Robert Mackey: Since your
impressions of what is happening in Syria seem to be strikingly
different from those of many foreign reporters who have worked there
recently, I wanted to ask you about how you found your sources and what
you think accounts for the different picture painted of the conflict by
other journalists.
Lizzie Phelan: First of all I hope that you will give me the
opportunity to answer all of your questions in full, so that the context
which is always lacking can be provided.
I also hope that you will ask
all the questions that you proposed when I agreed to do this interview.
If not I will myself publish the full questions and my full answers.
This question is flawed, because what you really mean is that my
impressions of what is happening in Syria seem to be strikingly
different from those reporters from the NATO and GCC countries which
have a vested interest in destabilizing Syria.
Of course my impressions
are actually shared by the majority people of this world, from those
countries outside of NATO and the GCC and particularly those which are
victims of these powers. But because they do not own a powerful media
their voices are drowned out by the impressions of the minority
reflected in the mainstream media of the NATO and GCC countries.
So in relation to my sources, I find my sources through a number of
different means, but my main means is I talk to ordinary people every
where I go and in Syria this is not difficult because people are really
keen to speak about the crisis in their country, especially to
foreigners who they feel strongly have a false impression about their
country and current events.
This was overwhelmingly, but of course not
exclusively, the point of view that I encountered. And this is reflected
in my reporting.
In fact, like in Libya, I was so overwhelmed by the volume of people
that wanted to talk about their anger at the fabrications in the media
of the NATO and GCC countries that my colleague Mostafa Afzalzadeh and I
decided to make a documentary so that we could reflect what ordinary
Syrian people are really saying.
This documentary will actually expose
how if it was not for such media the crisis in Syria would have been
over before it started and the people of Syria would be living in peace
now.
The difference with journalists from
mainstream media in NATO and GCC
countries is that they come with an agenda, and that agenda is to cover
what they call is a “revolution” happening inside Syria and to give
substance to the false claims that the Syrian government is a threat to
the Syrian people.
So if for example they walk down the street and they
have 10 people telling them there is no revolution happening in Syria
and actually the people want the army to protect them from the
terrorists that are flooding the country, and then they have one person
who tells them that there is no democracy in Syria, they will discard
the 10 as government spies and run with the one person who said
something different, I witnessed this myself.
If they were to do the reverse and reflect the majority view on the
street, then this would undermine the coverage of their media
organizations over the previous 10 months that have painted a picture of
a government hated by its people, and in turn it would undermine their
own credibility as journalists working for those organizations.
But in time they will not be able to suppress the truth.
However,
like in
Libya the danger is that the truth only comes out when it is too late,
when a country has been successfully destroyed by the NATO and GCC
countries, with the vital help of their media. Then the western media
can afford to be more honest, although never entirely, because the aims,
for example of regime change, of their paymasters have been achieved.
I on the other hand am not concerned about towing a line in order to
“make it” as a journalist working for one of the world’s most respected
media organizations, I became a journalist in order to reflect the truth
at whatever cost that may come.
The only thing I am loyal to is my
conscience.
RM: Since you have appeared on Press TV and Russia Today, as well as
Syria state television, do you have any concern that you might seem to
be endorsing the governments that finance those channels, or do you see
your role more as that of an activist, opposing the policies of the US
and UK, than as a neutral reporter?

> [PROBLEMS]:
**A.** List every television channel named in the interview.
**B.** In the interview, who did Lizzie Phelan decide to make a documentary with?
**C.** Please extend the interview past its final question.

> [INFORMATION GIVEN]:
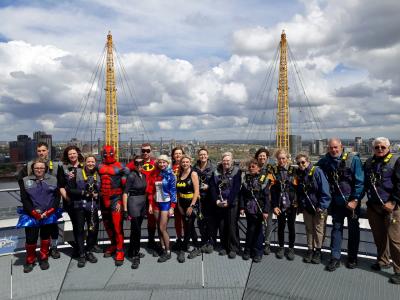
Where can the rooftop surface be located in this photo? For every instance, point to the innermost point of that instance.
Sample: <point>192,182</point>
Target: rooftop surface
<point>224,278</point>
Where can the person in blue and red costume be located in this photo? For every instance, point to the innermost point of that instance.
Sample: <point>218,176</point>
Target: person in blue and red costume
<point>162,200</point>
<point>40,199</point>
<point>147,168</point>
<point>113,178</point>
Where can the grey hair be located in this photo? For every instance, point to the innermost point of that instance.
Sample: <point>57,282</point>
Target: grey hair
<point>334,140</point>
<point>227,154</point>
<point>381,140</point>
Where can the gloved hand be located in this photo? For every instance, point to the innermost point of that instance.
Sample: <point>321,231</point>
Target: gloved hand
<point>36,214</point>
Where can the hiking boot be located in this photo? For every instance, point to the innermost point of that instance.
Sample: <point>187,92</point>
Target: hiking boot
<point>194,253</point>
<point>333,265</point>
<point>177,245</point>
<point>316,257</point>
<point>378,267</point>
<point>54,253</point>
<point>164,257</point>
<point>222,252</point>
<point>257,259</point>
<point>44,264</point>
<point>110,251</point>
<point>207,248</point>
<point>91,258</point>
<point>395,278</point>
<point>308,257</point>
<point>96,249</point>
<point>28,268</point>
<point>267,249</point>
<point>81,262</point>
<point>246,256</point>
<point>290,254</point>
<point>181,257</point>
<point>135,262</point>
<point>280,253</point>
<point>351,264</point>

...

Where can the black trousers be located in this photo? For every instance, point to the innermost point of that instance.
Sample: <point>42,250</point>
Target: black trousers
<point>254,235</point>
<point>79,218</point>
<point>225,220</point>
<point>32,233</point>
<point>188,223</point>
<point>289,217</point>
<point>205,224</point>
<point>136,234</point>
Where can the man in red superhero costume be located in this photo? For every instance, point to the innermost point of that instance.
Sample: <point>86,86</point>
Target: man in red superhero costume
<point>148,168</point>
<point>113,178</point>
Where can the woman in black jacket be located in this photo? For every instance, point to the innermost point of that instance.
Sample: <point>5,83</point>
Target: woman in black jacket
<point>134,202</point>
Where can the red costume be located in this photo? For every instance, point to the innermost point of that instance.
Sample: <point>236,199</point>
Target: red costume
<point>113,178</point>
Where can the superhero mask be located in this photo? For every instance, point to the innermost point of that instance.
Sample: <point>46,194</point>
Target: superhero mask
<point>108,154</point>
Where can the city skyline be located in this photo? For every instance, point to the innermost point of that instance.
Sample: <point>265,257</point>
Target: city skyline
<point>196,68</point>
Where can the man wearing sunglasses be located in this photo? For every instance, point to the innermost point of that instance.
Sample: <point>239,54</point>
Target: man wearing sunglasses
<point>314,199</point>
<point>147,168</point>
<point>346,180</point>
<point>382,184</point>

==

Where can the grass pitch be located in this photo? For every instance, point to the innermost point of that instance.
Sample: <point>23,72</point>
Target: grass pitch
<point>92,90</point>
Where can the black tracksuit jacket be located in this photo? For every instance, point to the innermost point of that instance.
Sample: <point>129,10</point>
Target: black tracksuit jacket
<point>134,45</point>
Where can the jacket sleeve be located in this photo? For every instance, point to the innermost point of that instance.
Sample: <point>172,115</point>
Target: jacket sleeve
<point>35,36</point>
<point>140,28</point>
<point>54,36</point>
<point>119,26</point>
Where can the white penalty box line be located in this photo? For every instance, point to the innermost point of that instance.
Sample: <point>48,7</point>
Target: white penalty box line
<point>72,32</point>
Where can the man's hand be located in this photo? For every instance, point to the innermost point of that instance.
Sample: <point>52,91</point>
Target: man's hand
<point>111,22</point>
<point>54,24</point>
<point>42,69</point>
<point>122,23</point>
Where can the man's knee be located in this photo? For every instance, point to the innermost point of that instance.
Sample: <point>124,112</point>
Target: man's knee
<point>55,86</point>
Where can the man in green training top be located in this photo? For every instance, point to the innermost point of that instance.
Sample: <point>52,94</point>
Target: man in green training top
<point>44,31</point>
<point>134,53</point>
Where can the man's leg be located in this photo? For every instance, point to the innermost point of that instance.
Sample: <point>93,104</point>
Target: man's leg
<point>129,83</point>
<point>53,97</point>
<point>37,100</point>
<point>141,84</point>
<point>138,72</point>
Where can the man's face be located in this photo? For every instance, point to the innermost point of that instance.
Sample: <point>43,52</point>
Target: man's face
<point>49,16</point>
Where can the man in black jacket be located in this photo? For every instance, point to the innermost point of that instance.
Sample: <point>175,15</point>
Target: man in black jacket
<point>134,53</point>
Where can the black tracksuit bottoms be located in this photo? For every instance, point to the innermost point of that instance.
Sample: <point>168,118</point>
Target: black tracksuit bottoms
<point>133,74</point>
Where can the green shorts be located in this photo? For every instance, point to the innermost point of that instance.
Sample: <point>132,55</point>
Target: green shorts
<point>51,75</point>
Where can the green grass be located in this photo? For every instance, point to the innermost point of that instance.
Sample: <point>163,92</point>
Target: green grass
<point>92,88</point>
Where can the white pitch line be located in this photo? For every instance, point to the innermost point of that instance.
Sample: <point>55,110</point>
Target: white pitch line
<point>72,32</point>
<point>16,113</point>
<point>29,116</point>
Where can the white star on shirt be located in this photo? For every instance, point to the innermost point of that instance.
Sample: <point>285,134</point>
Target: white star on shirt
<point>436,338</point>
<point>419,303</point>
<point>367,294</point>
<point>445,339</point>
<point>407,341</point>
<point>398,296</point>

> [FINAL RESULTS]:
**A.** Press TV, Russia Today, Syria state television

**B.** Her colleague Mostafa Afzalzadeh.

**C.**
LP: This question in itself is a very deceitful and loaded question,
and it is taken out of all context.
It implies that BBC, CNN, Al Jazeera
etc. and the journalists who work for those organizations are independent
from their financiers.
If I worked for BBC does that mean that I am
endorsing the British government which funds it and that government’s
centuries long and present abuses across the world?
Why is the NYT concerned about my work for Russia Today and Press TV?
I
challenge you to find me specific examples of journalists that work for
these organizations that have engaged in bad journalistic practice.
Why
are you not concerned about journalists who work for Al Jazeera that is
funded by and reflects the foreign policy of the Qatari emir and royal
family. Al Jazeera has been proven many times over in the past few
months to have published false reports about events in the region, not
least Libya.
How can their journalists be neutral when their employer hosts the
largest US military base in the region, and has been responsible for
sending thousands of fighters, weapons and a lot of money to kill and
destroy in Libya and is now doing the same in Syria in addition to
having called for Arab troops to invade the country.
Likewise, I have
yet to hear the NYT question the “neutrality” of journalists who work
with the British state funded BBC, or journalists who work for the
Murdoch Press which is well documented to have strong connections with
all the major western powers which are responsible for the greatest
violations of international law.
So the question should start from the premise that no news organizations
are neutral, and each represent a certain ideology.
So if you ask me if
I feel more at peace working for news channels which reflect the
ideology of states that are defending themselves from constant attack by
the west, that is an ideology that opposes foreign interference in their
affairs and promotes their own independence, or would I feel more
comfortable working for media organizations that reflect the arrogant
ideology that western civilization is superior and should be imposed
across the world by any means necessary, then I think any person with
the slightest understanding of global politics and at least recent
history would say the former.
An additional deception in this question is that there is such a thing
as neutrality and that journalists are able to separate their own
beliefs in what they choose to cover and how they cover it, or indeed
the pretence that journalists do not hold an opinion.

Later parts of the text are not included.